QUOTED PASSAGE
------------------------------------

Cannot use the `?` operator in a function that returns `std::vec::Vec<i32>`

I was wirting a leetcode problem.and encoutered this error:

pub fn next_greater_element(nums1: Vec<i32>, nums2: Vec<i32>) -> Vec<i32> {
    let mut ret = Vec::new();
    let mut next_g = -1;
    for i in nums1 {
        let mut tmp = nums2.binary_search(&i)?;
        for j in (tmp+1)..nums2.len() {
            if nums2[j] > i {
                next_g = nums2[j];
                break;
            }
        }
        ret.push(next_g);
        next_g = -1;
    }
    ret
}

error[E0277]: the `?` operator can only be used in a function that returns `Result` or `Option` (or another type that implements `std::ops::Try`)
   --> src\main.rs:590:23
    |
590 |         let mut tmp = (nums2.binary_search(&i))?;
    |                       ^^^^^^^^^^^^^^^^^^^^^^^^^^ cannot use the `?` operator in a function that returns `std::vec::Vec<i32>`
    |
    = help: the trait `std::ops::Try` is not implemented for `std::vec::Vec<i32>`
    = note: required by `std::ops::Try::from_error`

But the return type of the function binary_search is a Result.
The Clion IDE also indicates this.

image750×367 8.02 KB

If you are sure that everything in nums1 is contained in nums2, you can replace the line by:

let mut tmp = match nums2.binary_search(&i) {
    Ok(val) => val,
    _ => unreachable!()
};

Otherwise replace the return type by Result<Vec<i32>,usize>.

------------------------------------

Summarize the thread above about the `?` operator error in two sentences.

------------------------------------

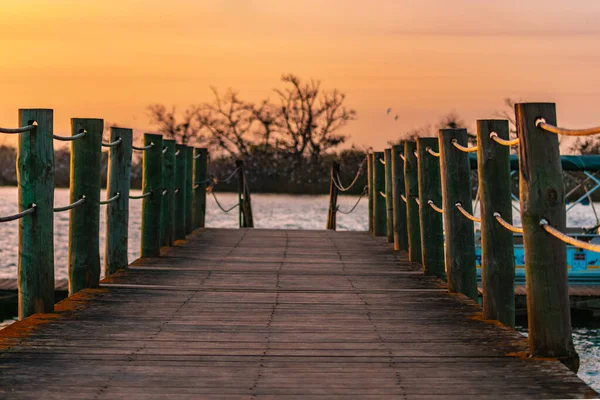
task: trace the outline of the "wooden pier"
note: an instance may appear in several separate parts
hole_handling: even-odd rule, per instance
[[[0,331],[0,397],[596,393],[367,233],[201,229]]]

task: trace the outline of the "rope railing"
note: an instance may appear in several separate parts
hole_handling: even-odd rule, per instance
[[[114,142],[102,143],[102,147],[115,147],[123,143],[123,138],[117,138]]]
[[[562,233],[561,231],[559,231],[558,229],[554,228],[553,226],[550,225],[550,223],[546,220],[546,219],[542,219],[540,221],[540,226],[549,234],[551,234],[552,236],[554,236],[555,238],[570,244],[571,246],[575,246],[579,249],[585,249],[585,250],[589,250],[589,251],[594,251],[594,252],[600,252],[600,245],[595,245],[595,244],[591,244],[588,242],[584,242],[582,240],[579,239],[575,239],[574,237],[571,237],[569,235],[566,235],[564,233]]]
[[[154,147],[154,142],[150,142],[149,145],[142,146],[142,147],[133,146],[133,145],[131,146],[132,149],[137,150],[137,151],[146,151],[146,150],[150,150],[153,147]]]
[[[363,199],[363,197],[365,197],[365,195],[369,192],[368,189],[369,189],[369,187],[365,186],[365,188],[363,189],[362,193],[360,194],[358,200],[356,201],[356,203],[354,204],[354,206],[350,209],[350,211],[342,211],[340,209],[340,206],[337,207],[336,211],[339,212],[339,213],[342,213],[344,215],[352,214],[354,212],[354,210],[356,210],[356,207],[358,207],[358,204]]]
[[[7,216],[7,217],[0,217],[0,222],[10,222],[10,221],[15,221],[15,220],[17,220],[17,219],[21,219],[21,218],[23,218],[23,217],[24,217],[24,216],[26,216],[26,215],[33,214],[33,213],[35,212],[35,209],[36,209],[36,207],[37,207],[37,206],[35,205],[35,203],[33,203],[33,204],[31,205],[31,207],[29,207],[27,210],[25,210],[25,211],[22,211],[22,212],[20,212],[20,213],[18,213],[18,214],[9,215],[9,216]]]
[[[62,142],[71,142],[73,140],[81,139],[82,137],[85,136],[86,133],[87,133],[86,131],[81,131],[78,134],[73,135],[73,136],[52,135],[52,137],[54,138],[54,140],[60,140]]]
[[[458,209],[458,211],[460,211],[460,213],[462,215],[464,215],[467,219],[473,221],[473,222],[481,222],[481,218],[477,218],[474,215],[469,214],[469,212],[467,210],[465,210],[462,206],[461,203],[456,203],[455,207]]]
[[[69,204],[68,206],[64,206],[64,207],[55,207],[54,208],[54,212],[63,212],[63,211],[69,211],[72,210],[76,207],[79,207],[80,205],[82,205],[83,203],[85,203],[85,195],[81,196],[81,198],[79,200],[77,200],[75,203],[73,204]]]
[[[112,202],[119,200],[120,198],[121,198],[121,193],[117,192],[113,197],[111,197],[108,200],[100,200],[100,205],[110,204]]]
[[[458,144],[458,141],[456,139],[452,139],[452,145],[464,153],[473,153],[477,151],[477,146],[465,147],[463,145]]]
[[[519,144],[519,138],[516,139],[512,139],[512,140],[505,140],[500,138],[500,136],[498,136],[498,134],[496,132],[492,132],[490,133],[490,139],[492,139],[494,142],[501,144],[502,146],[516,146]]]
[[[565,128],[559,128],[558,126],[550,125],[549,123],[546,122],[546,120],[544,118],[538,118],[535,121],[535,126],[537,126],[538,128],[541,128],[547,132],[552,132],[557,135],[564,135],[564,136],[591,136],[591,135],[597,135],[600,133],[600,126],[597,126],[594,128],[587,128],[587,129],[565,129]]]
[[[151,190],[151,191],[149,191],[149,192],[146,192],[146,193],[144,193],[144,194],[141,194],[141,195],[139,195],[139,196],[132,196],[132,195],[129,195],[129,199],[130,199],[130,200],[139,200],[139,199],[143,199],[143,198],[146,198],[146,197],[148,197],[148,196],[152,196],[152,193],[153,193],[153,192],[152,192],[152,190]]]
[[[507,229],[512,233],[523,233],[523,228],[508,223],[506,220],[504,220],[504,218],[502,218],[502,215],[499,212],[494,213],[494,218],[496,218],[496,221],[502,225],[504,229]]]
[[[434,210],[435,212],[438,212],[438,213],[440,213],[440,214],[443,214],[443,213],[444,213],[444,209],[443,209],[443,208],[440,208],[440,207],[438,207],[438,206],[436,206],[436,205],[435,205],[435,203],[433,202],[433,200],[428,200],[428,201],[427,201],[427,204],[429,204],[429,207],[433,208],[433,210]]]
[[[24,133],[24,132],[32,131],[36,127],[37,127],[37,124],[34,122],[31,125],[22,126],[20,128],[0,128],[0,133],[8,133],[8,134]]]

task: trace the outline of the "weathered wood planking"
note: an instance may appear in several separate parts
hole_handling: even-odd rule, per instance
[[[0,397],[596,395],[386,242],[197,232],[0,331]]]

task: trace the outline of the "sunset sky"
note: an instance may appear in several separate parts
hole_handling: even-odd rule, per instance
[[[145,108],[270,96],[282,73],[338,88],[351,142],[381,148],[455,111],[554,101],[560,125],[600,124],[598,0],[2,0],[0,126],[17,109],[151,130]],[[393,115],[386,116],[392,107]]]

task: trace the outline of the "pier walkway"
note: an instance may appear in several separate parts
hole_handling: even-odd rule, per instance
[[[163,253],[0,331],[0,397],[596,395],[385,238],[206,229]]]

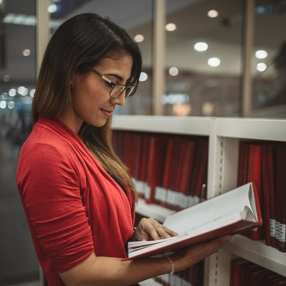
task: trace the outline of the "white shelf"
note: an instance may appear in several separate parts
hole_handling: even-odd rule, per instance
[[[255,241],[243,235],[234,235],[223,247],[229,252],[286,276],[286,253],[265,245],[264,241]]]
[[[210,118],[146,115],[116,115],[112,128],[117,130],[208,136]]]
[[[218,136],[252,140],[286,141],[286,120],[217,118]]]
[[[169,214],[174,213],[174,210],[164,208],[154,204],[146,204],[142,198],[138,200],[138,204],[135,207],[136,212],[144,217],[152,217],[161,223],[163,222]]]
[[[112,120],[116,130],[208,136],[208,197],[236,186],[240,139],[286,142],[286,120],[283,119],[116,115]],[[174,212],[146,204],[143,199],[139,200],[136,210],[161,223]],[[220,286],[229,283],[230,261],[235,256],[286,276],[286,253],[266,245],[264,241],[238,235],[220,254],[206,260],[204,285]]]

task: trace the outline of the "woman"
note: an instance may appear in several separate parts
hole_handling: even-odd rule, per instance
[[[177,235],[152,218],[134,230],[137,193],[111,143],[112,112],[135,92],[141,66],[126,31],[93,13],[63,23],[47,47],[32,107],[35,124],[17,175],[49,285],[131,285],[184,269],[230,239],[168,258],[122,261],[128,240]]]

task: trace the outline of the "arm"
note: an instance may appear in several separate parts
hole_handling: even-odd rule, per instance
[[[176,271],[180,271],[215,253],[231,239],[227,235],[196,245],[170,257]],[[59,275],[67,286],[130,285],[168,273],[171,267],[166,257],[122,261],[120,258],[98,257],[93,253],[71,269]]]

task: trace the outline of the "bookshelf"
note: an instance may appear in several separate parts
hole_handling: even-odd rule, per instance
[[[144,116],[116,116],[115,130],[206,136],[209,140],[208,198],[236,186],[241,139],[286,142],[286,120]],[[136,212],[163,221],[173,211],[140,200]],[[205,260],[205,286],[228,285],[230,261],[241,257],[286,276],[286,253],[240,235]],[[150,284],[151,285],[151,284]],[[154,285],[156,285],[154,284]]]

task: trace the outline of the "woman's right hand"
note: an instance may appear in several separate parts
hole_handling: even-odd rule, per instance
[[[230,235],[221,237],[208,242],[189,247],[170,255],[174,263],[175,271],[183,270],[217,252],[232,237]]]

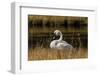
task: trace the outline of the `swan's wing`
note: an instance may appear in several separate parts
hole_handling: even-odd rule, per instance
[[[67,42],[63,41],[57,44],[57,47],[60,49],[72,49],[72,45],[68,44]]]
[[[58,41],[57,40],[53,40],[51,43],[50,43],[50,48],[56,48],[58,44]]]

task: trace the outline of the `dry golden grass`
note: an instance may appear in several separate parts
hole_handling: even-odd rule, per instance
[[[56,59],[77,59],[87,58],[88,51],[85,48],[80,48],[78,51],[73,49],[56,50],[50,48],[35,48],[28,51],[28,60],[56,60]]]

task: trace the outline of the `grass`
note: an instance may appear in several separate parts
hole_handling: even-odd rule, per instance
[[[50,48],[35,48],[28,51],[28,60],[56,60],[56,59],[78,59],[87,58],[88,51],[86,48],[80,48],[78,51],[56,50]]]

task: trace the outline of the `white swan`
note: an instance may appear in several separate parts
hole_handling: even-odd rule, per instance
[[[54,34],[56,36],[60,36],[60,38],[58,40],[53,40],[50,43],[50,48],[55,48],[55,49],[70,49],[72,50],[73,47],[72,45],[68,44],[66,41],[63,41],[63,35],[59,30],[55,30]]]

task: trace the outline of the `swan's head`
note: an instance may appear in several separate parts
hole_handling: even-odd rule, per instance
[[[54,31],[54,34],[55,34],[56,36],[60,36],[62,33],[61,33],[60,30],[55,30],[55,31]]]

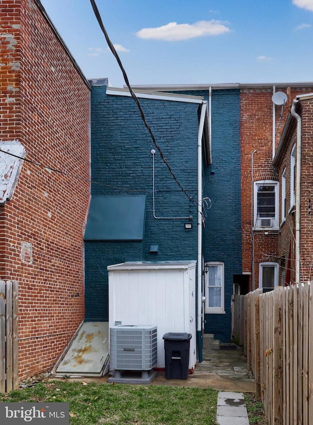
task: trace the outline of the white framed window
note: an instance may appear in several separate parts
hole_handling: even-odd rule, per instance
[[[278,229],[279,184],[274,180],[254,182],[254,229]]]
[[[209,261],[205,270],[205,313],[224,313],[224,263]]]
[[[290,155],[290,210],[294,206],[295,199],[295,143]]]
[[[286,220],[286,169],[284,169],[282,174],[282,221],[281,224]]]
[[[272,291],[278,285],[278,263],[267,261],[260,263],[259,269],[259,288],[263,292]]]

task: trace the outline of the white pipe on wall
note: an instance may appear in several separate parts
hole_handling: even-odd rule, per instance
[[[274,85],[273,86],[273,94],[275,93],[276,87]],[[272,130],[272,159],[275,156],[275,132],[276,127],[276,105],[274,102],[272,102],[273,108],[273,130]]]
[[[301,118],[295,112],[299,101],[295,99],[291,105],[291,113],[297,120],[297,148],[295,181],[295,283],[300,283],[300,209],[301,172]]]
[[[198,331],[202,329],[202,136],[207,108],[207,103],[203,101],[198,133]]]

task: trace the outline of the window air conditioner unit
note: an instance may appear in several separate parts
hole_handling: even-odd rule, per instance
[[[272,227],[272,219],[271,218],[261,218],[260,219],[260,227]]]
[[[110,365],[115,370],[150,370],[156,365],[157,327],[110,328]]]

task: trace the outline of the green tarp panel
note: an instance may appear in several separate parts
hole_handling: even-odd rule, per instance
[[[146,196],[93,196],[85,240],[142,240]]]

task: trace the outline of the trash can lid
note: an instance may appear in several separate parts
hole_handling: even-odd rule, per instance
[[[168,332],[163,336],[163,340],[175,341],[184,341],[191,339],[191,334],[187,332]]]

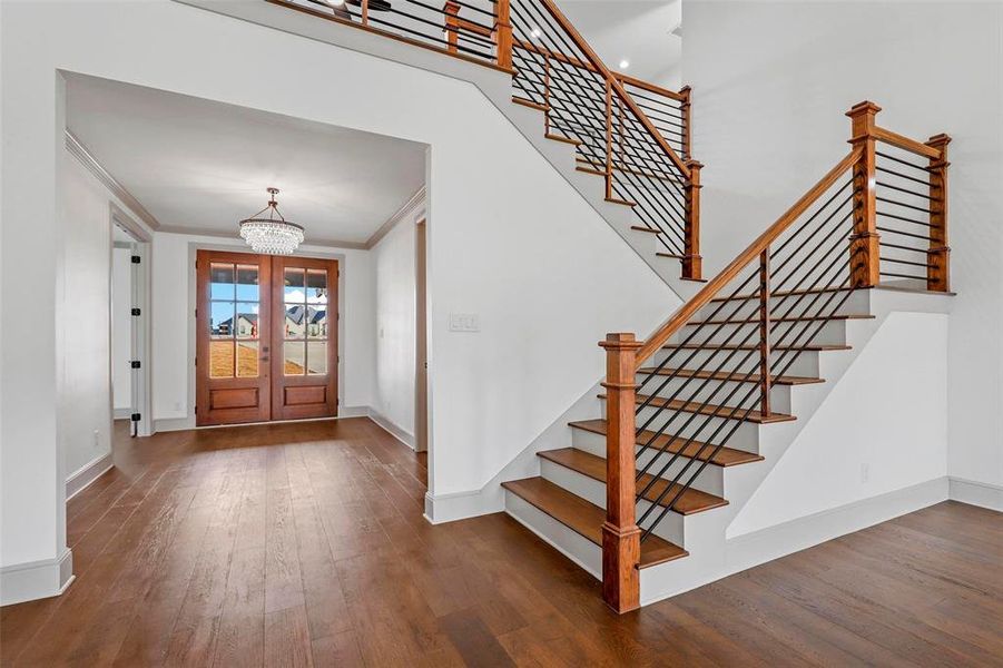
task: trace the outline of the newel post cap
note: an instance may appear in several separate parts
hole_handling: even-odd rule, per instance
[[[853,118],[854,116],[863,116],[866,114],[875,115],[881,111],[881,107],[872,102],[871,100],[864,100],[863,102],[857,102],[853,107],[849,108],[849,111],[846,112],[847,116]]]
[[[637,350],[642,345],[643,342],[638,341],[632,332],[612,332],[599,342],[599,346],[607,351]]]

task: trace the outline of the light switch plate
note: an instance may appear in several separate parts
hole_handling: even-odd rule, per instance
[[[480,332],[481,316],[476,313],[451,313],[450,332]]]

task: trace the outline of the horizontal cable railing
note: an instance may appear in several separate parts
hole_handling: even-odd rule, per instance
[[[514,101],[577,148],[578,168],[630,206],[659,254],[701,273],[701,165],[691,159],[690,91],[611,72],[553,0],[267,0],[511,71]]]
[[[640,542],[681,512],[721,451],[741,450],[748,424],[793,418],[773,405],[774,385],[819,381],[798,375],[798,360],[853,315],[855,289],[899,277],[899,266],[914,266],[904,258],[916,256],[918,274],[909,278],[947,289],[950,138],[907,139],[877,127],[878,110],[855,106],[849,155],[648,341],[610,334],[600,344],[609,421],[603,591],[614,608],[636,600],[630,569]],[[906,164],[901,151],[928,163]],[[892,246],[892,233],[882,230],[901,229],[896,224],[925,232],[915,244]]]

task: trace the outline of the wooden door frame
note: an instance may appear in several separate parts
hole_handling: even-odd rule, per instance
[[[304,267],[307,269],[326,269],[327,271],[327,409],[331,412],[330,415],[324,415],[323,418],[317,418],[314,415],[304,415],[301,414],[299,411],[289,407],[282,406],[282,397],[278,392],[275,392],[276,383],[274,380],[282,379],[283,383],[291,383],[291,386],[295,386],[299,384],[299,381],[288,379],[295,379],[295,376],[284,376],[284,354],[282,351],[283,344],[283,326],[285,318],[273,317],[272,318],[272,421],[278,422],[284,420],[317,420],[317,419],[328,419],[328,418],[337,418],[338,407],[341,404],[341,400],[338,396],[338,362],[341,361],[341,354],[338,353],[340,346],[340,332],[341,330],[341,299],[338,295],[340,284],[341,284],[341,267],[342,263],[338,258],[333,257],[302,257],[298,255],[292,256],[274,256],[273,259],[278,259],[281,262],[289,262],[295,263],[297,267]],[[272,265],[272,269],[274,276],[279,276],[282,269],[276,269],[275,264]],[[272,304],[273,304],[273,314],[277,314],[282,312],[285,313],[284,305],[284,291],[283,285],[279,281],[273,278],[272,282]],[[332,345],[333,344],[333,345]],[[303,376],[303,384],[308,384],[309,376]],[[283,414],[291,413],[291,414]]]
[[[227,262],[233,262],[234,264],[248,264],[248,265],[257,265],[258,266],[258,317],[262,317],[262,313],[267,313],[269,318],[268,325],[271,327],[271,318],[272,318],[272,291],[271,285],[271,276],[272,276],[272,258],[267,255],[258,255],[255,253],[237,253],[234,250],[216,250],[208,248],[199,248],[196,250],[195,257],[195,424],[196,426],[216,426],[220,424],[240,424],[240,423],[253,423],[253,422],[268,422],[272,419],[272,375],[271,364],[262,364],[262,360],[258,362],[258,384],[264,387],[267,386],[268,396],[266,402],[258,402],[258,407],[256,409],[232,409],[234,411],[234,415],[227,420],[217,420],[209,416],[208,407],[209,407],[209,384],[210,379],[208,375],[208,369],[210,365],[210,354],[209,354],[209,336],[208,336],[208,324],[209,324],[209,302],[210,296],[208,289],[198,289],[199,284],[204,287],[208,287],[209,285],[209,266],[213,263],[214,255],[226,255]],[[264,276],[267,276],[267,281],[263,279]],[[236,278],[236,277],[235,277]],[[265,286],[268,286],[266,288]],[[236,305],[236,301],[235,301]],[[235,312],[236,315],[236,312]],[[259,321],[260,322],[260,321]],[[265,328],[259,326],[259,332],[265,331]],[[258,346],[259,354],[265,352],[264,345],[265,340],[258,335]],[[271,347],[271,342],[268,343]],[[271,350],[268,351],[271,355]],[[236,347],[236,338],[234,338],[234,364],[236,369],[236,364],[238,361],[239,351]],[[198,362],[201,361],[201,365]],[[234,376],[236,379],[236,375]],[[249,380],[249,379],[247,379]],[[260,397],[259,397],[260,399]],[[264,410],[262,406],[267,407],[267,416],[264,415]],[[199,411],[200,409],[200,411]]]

------------------------------------

RESULT OF THE EXERCISE
While solving a leetcode problem, the poster got error E0277 for using `?` on `nums2.binary_search(&i)` inside a function that returns `Vec<i32>`, and noted that `binary_search` does return a `Result`. The reply suggests replacing that line with a `match` that takes the `Ok` value and calls `unreachable!()` otherwise, if everything in nums1 is sure to be in nums2, or else changing the return type to `Result<Vec<i32>,usize>`.